> _WHAT YOU ARE ASKED TO DO_: Reproduce the entire listing word for word.

Dataset records

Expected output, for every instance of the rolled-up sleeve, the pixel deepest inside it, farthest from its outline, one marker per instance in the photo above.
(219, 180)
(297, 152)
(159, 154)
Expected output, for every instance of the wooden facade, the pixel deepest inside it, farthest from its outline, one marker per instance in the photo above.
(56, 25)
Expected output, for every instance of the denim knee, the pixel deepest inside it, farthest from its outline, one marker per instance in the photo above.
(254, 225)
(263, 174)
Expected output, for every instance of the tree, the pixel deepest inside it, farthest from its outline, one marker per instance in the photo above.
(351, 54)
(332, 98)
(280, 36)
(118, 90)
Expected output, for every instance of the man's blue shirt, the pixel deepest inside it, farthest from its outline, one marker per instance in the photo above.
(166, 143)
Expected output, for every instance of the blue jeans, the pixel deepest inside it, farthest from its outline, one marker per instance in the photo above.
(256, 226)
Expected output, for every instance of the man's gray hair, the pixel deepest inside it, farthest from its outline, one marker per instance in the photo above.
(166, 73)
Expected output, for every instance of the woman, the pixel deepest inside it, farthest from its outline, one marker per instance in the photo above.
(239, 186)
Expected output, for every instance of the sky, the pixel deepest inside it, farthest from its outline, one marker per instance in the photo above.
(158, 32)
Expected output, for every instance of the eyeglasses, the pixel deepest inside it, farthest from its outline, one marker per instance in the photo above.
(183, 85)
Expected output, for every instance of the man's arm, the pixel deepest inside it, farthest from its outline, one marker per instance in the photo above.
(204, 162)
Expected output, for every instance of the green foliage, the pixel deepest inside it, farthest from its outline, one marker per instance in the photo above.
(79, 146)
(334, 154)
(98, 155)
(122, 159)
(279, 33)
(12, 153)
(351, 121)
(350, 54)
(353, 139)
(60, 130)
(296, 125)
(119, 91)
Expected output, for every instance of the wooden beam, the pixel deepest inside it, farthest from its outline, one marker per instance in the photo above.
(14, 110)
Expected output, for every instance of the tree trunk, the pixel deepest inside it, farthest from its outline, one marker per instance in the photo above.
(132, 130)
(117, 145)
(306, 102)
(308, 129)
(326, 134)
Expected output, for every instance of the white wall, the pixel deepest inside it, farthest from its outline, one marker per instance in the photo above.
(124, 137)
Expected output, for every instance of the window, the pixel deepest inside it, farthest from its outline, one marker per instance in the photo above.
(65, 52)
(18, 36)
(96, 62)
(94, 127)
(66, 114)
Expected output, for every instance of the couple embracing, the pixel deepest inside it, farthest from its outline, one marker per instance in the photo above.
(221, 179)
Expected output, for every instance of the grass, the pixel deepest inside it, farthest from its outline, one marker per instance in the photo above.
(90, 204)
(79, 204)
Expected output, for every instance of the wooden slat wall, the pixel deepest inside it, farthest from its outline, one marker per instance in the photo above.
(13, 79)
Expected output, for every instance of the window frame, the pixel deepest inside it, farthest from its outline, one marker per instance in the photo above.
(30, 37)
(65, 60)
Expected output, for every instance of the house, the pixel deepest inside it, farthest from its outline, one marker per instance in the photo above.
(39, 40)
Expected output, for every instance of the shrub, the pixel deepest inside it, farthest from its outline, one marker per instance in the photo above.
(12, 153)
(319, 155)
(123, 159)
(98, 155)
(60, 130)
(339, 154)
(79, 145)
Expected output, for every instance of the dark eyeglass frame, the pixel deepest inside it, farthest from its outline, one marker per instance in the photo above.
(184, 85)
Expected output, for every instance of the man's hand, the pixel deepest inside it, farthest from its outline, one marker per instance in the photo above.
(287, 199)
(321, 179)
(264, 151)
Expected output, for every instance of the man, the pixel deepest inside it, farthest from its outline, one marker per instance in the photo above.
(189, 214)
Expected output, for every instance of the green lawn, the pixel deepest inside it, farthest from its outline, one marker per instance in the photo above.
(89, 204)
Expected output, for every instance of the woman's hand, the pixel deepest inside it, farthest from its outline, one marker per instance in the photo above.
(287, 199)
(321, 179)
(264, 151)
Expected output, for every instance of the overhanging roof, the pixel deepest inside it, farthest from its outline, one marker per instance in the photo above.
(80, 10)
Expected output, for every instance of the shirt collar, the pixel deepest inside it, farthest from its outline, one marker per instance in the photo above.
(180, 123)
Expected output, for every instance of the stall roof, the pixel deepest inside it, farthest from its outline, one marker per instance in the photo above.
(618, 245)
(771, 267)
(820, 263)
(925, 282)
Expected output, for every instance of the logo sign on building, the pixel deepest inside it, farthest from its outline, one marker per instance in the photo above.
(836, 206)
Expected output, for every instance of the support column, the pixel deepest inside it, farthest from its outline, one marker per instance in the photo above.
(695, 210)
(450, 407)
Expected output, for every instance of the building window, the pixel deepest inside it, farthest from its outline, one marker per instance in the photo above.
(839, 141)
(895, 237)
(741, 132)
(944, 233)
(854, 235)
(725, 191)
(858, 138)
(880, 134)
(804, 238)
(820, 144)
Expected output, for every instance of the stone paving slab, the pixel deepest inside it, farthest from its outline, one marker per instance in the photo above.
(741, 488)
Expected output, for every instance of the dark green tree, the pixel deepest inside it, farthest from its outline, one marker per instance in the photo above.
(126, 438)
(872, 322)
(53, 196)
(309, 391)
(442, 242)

> _TASK SOLUTION_:
Expected output, for every instance of the rolled-up sleeve, the pixel deepest inside it, farthest from its outline, one marker per instance in the photo above.
(219, 180)
(297, 152)
(159, 154)
Expected output, for every instance of the wooden facade, the pixel deepest inside it, farthest from its outline, one marker per instance in the photo above.
(56, 25)
Expected output, for every instance of the denim knee, the pixel deepest inside it, farthest from its outline, one marker per instance in the photo above.
(254, 225)
(263, 174)
Expected output, for every instance of the tree, the pixel deepest inside it, farthest from its outline, one marker per instance in the photo above.
(351, 54)
(332, 98)
(280, 36)
(118, 90)
Expected output, for every instance of the man's blue shirt, the pixel deepest inside it, farthest from its outline, one marker per instance in the photo above.
(166, 143)
Expected output, for every instance of the blue jeans, the pixel deepest inside it, farthest from its outline, one marker per instance in the photo above.
(256, 226)
Expected output, for every instance of the man's gray hair, the pixel deepest inside it, farthest from its outline, one marker per instance in the photo above.
(166, 73)
Expected output, for every instance of the woman, the pixel deepest inside it, farthest from its outline, one marker per instance in the photo above.
(239, 186)
Expected output, for every instance of the sky, the pixel deepest inside it, farthest from its outline, one marker per instance in the photo above.
(158, 32)
Expected output, for every instance of the eyeglasses, the pixel deepest inside it, farthest from its outline, one marker per instance in the photo above.
(183, 85)
Expected output, for every instance of the man's arm, the pixel deepest inside it, farthest from its outline, one marker per instance in the photo above.
(204, 162)
Expected output, for every instance of the green foliage, the pixel deepest inside it, farthest from its outline, one marker per instance in the photo above.
(79, 146)
(334, 154)
(98, 155)
(122, 159)
(279, 33)
(12, 153)
(351, 121)
(350, 54)
(353, 139)
(60, 130)
(296, 125)
(119, 91)
Expected output, for every instance of the wooden beam, the pixel deepest inside it, farthest from its outline, one marker per instance in the photo above.
(14, 110)
Expected output, for every instance of the tree trunk, the pixel deepest inside it, farthest from its outline, one marker per instance in the photo above.
(132, 130)
(117, 145)
(306, 102)
(308, 129)
(326, 134)
Expected output, for every instance of the white wall, the pixel deepest inside it, farthest from its outline, one marker per instance in the photo above.
(124, 137)
Expected output, for every instance of the window, the pixel deepest inside it, farthest from its outline, one marker per instance in the photo above.
(65, 52)
(18, 36)
(96, 62)
(94, 127)
(66, 114)
Expected output, for every instance of the couple embracing, the pixel deepest inside it, farthest from its outline, one marker per instance in the photo above.
(221, 179)
Expected output, for every instance of the grass, the pixel deepest inside it, farthest from its outline, one marker per instance in the photo above.
(90, 204)
(79, 204)
Expected output, for every instance of the wooden slat wall, the pixel deepest inside it, farthest from its outline, one marker per instance in the photo above.
(13, 79)
Expected output, for every instance of the window frame, the pixel deepest inside it, farthest from its outline, one marker per instance in the photo above.
(30, 37)
(65, 60)
Expected output, for every instance of the house, the pixel deepest inside it, farthest from its outline, one marker per instance in the photo above.
(39, 40)
Expected output, for every instance of the shrub, the pixel deepest inside it, farthest from its outline, one marker per instance in the photo above.
(12, 153)
(319, 155)
(123, 159)
(98, 155)
(60, 130)
(339, 154)
(79, 145)
Expected output, for every instance of the dark eyeglass frame, the pixel deepest inside it, farthest from its outline, one marker per instance in the photo above.
(184, 85)
Expected output, for every instance of the man's hand, the pixel deepest inside it, farthest from its outline, one marker per instance in the photo above.
(287, 199)
(321, 179)
(264, 151)
Expected output, for every instance of the man, the pixel deepest inside it, farthest from its outline, one marker per instance in the photo above.
(189, 214)
Expected output, for every instance of the green lawn, the pixel deepest inside it, farthest from its outline, one marker per instance in the photo above.
(89, 204)
Expected output, for every instance of the woman's hand, the pixel deepest inside it, farthest from its outline, one marker per instance in the photo above.
(287, 199)
(321, 179)
(264, 151)
Expected output, for every instance of the overhanging roof, the pixel deepest inside it, farthest from its outline, one marker per instance in the photo above.
(80, 10)
Expected output, for every instance of the shirt collar, the pixel deepest inside it, farthest from its outline, one marker per instance in the photo above.
(180, 123)
Expected output, for every instance of the stall roof, the pixel deepest inside it, farthest from its outline, one marker per instance in the photo above.
(618, 245)
(771, 267)
(820, 263)
(925, 282)
Expected output, for every instance of the logo sign on building, the pixel deepest inside it, farthest from its outline, one marker per instance in the photo above.
(836, 206)
Expected output, for every instance of the support column, the pixel deepest inside it, farthest from its outline, one marker per instance in the photo above.
(695, 210)
(450, 407)
Expected output, for every instance of the building window, the pixel deepest inside it, farthest from its outline, one marker per instance in the photo above.
(839, 141)
(895, 237)
(741, 132)
(944, 233)
(854, 235)
(725, 191)
(858, 138)
(880, 134)
(804, 238)
(820, 144)
Expected output, for every instance of the stone paving slab, the pixel deepest inside it, farthest from its outline, one marker per instance in the photo above.
(741, 488)
Expected output, for every instance of the dark green tree, the pixel deepest inside it, farthest from its outline, one marker per instance in the photo above.
(126, 438)
(872, 322)
(53, 196)
(309, 391)
(442, 242)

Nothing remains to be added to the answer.